§ **Estratto del testo**

--

Lampedusa e le Pelagie sono anche questo, lo scrigno naturale di un inestimabile tesoro legato al mare. Volàno per un turismo sostenibile, attento all’ambiente, importante per l’economia dell’isola. L’obiettivo è quello di promuoverlo sempre di più. Le sue acque cristalline e mai troppo affollate, l’incredibile biodiversità, sono l’ideale per le immersioni e per lo snorkeling praticamente con qualsiasi condizione climatica, grazie anche all’interessante fondo marino dove è possibile incontrare qualsiasi tipo di pesce. Il punto più famoso in cui poter fare snorkeling è la “spiaggia dei conigli”, conosciuta e frequentata da tutti. Ma qualcosa di più particolare, è “Mare Morto”, una caletta ricca di grotte e insenature che accolgono numerose specie di flora marina. Altri punti da visitare sono Cala Creta (bellissimo il giardino arabo del Borgo) e Cala Pisana, con numerosi pesci in banchi, Cala Francese, Cala Maluk, Cala Spugne e Cala Galera, che ospitano sia flora che fauna marina da poter ammirare; a proposito di acque turchesi e bellissimo fondale, doverosa la menzione speciale per Cala Pulcino, davvero da non perdere. Per i più preparati e capaci, nella zona di Taccio Vecchio (parte nord dell’isola) si accede a una grotta profonda otto metri, dalle limpide acque blu-turchesi con una gola secca, profonda circa 30 metri, dove con un po’di fortuna si possono scorgere, nascosti tra le insenature, dentici e cernie. Tra i punti dell’isola, accessibili solo tramite barca, la caletta di Grottacce e Tabaccara, dove le acque sono talmente trasparenti e cristalline da poter vedere chiaramente l’ombra delle barche ormeggiate. Dopo la giornata al mare o un bel giro dell’isola (sul catamarano “Respiro”) tutti con le gambe sotto al tavolo…

Trattandosi di terra siciliana, ma che nel corso del tempo è stata molto influenzata da altre culture, qui il cibo è davvero qualcosa di unico. Comunque, protagonista di ogni piatto della cucina lampedusana, è, senza ombra di dubbio, il pesce!

--

§ **Compiti da svolgere**
1) Puoi riscrivere il testo su Lampedusa, tutto da "Trattandosi di terra" giù fino a "dubbio, il pesce!", sostituendo "cibo" con "mangiare"?
2) Puoi rispondere a queste domande sul testo su Lampedusa?
(a) Quanto è profonda la grotta nella zona di Taccio Vecchio?
(b) Come si chiama il catamarano con cui si può fare il giro dell'isola?
(c) In quale cala si trova il giardino arabo del Borgo?
3) Puoi proseguire il testo su Lampedusa a partire dalla frase sul pesce, con cui si chiude?
L'elenco è materiale a sé, distinto dal testo su Lampedusa.

§ **Elenco archiviato**

--

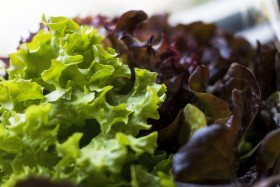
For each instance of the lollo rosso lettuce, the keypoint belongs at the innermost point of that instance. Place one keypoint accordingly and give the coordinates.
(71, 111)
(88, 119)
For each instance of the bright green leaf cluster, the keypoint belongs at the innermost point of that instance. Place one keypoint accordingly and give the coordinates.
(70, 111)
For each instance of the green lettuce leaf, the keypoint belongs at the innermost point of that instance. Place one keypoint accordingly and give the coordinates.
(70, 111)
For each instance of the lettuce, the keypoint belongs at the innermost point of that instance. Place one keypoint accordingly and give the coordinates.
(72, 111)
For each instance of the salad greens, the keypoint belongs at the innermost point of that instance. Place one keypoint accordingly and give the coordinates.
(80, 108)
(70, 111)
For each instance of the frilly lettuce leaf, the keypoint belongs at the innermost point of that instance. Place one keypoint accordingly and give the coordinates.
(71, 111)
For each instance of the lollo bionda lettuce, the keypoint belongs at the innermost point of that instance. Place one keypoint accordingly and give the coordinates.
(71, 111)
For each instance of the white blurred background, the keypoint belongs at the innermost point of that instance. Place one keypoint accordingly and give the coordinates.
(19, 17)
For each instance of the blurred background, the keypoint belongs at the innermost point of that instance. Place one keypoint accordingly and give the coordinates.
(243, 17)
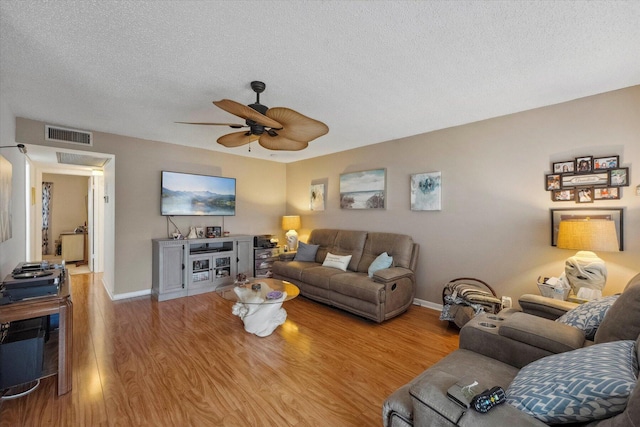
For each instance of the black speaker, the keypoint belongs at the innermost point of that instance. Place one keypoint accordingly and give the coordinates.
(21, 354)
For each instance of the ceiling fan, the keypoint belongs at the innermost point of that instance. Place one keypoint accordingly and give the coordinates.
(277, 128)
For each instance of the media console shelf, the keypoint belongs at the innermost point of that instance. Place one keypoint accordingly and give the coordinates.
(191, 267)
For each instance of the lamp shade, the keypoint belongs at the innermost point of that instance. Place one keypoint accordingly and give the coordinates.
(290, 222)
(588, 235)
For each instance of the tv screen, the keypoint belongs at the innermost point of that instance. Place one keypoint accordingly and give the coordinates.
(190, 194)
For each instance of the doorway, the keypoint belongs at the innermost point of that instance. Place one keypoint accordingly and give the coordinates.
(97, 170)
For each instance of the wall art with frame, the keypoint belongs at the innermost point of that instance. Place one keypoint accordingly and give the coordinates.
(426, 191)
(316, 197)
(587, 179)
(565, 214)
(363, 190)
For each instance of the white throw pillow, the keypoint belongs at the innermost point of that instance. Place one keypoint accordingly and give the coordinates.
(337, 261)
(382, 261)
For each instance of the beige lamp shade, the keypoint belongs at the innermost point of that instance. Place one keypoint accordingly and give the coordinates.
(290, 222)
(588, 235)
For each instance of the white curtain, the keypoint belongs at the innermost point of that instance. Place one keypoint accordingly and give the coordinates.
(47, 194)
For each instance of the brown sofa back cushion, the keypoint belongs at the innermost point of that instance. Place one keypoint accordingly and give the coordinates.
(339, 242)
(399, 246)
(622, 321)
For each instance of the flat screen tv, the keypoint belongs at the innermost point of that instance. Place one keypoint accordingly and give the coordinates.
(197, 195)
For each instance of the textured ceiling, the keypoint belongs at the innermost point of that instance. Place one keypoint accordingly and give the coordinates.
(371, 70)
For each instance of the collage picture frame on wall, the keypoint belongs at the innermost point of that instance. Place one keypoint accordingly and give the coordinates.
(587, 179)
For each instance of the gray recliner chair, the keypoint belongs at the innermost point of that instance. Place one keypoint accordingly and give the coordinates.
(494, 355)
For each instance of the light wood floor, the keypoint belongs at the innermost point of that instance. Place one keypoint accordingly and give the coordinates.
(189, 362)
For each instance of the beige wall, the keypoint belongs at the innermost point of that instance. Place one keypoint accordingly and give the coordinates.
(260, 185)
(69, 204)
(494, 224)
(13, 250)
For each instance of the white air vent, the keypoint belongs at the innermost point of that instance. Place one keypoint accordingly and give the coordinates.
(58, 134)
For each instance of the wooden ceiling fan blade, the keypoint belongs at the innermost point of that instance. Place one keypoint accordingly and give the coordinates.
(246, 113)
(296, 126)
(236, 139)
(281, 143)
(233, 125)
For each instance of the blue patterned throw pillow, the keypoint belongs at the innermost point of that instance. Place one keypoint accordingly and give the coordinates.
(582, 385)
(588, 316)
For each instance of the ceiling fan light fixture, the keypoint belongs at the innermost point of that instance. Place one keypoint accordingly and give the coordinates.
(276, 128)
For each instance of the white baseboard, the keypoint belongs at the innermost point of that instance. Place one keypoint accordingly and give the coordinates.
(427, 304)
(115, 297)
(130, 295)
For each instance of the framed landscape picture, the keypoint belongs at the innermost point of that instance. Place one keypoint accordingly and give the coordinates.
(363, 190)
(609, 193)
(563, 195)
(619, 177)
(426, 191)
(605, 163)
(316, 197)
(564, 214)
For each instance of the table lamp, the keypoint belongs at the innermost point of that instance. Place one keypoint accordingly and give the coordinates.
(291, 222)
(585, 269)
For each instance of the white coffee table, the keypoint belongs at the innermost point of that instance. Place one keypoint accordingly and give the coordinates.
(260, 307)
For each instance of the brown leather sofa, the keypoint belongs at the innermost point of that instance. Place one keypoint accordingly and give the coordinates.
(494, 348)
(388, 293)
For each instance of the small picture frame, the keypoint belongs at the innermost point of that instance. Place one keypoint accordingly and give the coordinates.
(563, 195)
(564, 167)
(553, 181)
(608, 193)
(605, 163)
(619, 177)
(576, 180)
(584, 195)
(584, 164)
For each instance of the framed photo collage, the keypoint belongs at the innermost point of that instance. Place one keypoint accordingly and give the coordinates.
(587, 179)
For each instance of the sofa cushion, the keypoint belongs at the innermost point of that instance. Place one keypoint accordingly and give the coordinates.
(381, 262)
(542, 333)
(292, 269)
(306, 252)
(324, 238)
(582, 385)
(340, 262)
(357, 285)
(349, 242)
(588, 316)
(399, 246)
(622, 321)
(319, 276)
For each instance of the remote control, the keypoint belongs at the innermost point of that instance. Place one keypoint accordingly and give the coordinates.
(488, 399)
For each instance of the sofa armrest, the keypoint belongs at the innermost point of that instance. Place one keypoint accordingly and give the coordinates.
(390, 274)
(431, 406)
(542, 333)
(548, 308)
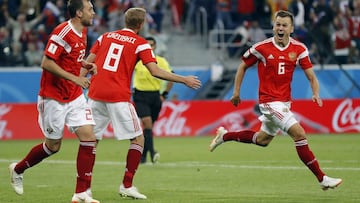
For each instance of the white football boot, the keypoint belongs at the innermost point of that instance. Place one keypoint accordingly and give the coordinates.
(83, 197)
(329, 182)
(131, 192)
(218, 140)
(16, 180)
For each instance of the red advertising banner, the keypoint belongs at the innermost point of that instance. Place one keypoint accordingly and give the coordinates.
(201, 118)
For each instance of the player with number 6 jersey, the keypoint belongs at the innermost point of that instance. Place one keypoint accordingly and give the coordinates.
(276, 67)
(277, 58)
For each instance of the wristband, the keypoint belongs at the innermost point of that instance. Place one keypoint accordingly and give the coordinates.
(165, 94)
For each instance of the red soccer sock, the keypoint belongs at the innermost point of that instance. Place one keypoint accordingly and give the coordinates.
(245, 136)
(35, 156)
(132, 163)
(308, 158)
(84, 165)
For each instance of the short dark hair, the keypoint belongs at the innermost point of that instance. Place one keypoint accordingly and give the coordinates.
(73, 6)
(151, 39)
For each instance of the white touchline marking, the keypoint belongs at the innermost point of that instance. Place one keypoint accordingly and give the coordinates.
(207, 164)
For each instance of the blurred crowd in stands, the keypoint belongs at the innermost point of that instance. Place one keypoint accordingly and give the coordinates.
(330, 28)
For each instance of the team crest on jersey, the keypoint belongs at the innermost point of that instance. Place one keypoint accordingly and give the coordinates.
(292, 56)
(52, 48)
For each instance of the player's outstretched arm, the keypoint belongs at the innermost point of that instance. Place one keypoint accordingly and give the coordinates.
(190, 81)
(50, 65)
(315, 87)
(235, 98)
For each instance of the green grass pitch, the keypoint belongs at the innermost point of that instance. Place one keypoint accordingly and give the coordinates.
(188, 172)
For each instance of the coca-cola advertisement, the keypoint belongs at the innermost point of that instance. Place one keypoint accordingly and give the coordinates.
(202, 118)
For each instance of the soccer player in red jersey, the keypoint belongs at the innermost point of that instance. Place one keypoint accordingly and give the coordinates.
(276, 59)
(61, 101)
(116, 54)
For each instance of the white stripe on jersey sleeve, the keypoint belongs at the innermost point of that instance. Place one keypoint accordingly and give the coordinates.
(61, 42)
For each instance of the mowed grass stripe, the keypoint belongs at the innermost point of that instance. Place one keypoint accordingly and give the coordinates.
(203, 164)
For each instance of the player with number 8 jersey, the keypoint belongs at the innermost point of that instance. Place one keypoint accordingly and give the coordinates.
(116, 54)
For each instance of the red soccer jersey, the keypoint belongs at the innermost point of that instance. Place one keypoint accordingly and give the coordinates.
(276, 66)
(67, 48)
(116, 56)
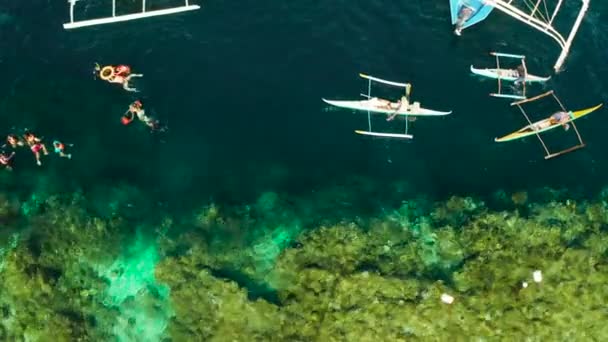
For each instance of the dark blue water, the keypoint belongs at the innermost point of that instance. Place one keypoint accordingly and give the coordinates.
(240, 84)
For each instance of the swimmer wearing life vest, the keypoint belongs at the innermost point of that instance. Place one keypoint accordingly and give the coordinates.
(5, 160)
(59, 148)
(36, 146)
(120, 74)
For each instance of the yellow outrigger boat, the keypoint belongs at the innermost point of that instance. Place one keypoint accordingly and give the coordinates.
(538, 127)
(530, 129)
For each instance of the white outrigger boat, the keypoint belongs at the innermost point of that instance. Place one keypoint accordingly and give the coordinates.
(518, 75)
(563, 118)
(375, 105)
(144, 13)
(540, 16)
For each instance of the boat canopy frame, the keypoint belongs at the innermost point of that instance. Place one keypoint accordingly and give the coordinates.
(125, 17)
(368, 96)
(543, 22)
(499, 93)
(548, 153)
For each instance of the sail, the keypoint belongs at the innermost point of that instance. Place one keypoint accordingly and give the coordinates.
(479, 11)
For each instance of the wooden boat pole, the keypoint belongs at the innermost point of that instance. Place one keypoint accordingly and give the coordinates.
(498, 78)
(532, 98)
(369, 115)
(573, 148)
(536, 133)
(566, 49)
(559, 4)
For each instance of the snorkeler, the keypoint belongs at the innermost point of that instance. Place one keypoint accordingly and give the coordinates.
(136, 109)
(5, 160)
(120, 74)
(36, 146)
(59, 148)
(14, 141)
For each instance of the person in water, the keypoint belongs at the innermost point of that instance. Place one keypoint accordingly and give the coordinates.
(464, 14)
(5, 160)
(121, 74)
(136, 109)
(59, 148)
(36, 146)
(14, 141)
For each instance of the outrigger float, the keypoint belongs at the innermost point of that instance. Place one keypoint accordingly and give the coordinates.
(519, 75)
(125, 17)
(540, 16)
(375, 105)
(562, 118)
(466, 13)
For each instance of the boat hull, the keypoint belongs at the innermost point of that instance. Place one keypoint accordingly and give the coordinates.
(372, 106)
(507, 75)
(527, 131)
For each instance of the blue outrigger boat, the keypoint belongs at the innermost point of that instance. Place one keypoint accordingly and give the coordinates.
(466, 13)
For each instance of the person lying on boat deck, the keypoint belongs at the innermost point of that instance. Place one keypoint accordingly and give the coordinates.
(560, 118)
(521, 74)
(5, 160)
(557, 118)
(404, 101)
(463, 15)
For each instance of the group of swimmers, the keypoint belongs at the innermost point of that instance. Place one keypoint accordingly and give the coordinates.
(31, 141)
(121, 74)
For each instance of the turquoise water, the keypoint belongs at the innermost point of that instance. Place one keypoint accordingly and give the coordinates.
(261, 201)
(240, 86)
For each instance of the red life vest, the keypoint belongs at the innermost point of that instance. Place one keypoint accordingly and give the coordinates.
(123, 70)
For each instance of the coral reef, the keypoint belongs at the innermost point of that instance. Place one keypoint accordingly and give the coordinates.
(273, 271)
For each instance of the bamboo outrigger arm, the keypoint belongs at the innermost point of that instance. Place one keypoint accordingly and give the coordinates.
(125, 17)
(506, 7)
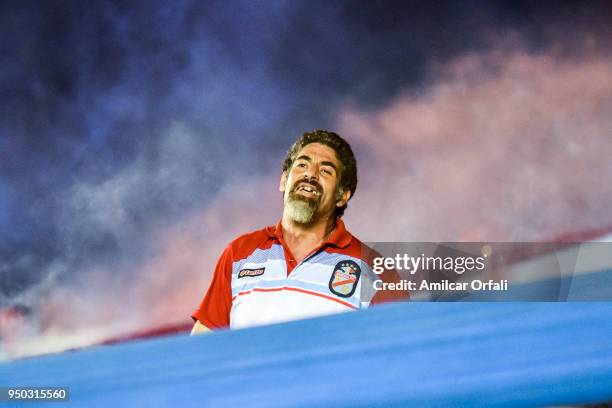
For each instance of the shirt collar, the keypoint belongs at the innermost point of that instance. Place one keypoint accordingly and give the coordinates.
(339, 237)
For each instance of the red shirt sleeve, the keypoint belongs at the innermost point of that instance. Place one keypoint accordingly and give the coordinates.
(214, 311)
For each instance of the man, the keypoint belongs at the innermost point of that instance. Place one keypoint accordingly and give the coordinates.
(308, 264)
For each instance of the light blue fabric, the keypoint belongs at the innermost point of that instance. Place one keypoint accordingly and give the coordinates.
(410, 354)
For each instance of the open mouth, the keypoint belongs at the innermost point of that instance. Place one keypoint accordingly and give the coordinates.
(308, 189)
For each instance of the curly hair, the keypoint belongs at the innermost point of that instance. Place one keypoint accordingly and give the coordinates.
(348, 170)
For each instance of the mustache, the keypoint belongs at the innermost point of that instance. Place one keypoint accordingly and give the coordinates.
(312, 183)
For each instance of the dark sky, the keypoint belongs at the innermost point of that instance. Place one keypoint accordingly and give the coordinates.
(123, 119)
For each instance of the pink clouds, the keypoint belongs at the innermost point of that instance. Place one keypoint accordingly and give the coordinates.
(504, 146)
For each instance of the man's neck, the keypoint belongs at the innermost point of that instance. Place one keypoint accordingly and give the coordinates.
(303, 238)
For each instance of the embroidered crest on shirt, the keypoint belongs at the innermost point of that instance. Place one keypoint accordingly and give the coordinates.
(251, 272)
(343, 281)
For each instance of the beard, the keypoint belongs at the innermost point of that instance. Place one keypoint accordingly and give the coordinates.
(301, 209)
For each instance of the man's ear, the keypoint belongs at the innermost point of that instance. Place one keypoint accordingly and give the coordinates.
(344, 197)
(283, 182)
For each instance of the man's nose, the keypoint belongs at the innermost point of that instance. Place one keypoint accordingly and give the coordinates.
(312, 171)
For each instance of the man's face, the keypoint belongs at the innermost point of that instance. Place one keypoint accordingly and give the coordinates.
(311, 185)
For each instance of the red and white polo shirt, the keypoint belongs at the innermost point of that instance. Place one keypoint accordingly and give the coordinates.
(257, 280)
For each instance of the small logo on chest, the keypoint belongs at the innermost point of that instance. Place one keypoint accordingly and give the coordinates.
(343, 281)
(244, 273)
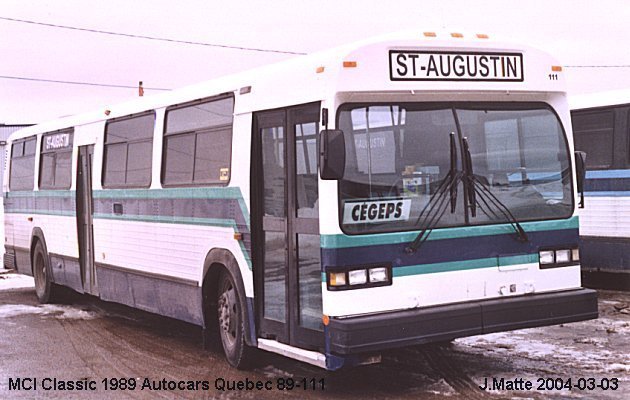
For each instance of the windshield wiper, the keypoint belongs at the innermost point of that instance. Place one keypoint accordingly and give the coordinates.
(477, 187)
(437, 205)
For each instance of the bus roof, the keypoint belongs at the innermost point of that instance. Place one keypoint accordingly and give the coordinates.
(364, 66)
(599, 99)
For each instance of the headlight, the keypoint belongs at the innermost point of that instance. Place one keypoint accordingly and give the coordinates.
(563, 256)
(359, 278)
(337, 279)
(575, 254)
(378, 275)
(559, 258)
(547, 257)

--

§ **Soluzioni dell'esercizio**
1)
Trattandosi di terra siciliana, ma che nel corso del tempo è stata molto influenzata da altre culture, qui il mangiare è davvero qualcosa di unico. Comunque, protagonista di ogni piatto della cucina lampedusana, è, senza ombra di dubbio, il pesce!

2)
(a) Otto metri.
(b) "Respiro".
(c) A Cala Creta.

3)
Uno spazio a parte merita l’”alaccia” di Lampedusa che è pesce azzurro molto somigliante alla comune sardina, ma più tozza e più grande, con un’alta concentrazione di grassi insaturi (Omega 3).  Vive in grandi banchi, nel Mediterraneo meridionale e nel Canale di Sicilia e si pesca, da maggio a novembre, con i pescherecci che lasciano il porto di Lampedusa al calar del sole (fino agli anni ‘80 erano almeno una ventina le barche lampedusane usate per questa pesca, oggi, solo due)… e pescano con la lampara e il “cianciolo” (rete che non danneggia i fondali come invece quella a strascico). La ricetta tradizionale la vuole appena pescata e semplicemente fritta (come fanno a Lampedusa). Se no, sono messe a riposo sotto sale per 3/4 mesi circa; una volta estratte, lavate con una salamoia e messe sott’olio in vasetti di vetro o in scatole di latta. Ottime per antipasti o per arricchire i sughi, quelle sottolio, sono reperibili (e consigliate) tutto l’anno perché proprio gustosissime, come tutti i menù lampedusani…. Dunque: insalata di gamberi e menta, per antipasto e tra i primi, basta scegliere: spaghetti alla bottarga o ziti con sarde e finocchietto oppure pasta con le triglie alla Lampedusana o linguine ai frutti di mare e ancora il famoso Cous Cous di pesce e verdure. Per secondo il pesce spada all’acqua di mare o l’immancabile grigliata con il pescato del giorno e da non perdere, la “ghiotta” una stupenda zuppa di pesce!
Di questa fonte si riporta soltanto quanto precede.